◆ Problem description: Please return every line of the data below that contains the word "Exercise", copying each line in full.
******************************
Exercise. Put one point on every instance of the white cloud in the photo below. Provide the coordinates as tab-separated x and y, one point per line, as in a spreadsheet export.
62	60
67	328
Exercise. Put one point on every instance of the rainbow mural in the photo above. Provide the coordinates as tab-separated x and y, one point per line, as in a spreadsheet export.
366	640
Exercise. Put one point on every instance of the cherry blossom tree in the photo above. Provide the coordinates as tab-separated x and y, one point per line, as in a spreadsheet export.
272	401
******************************
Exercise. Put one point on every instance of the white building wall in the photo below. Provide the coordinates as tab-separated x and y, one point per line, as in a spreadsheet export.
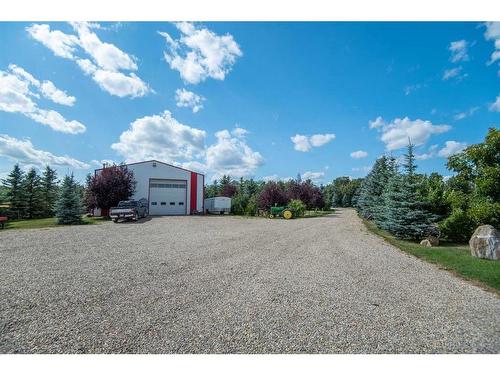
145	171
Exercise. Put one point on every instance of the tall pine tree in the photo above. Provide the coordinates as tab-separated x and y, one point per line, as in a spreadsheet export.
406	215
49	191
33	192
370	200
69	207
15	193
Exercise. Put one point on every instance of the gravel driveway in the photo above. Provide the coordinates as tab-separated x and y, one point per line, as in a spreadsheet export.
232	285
******************************
◆ The output:
Exercise. Put one point on every instance of the white cloud in the photo below. Provide the coordinates as tab-separated x and y, one point per line, as in a spreadsheet export.
Exercise. Put one point on every instance of the rainbow mural in the photo above. Provide the coordinates as tab-separated x and y, one point per line, as in a spreadsheet export.
Exercise. Put one point on every instance of the cherry blossom tree in the photo above. Provide the coordinates as tab-separated x and y, one point per line, as in a spreadsheet export.
Exercise. Put one point on every instance of the white building wall in the photo below. Provide the coordinates as tab-separated x and y, one point per line, as in a spreadsheet export.
Exercise. Put one point on every instance of the tall pine tree in the photo above. Provide the coordinates as tab-separated x and y, one point per line, as in a spreadsheet export.
Exercise. Put one point on every instance of the gravel driveway in the photo above. Provide the coordinates as tab-separated x and y, one point per line, as in a spreadsheet export.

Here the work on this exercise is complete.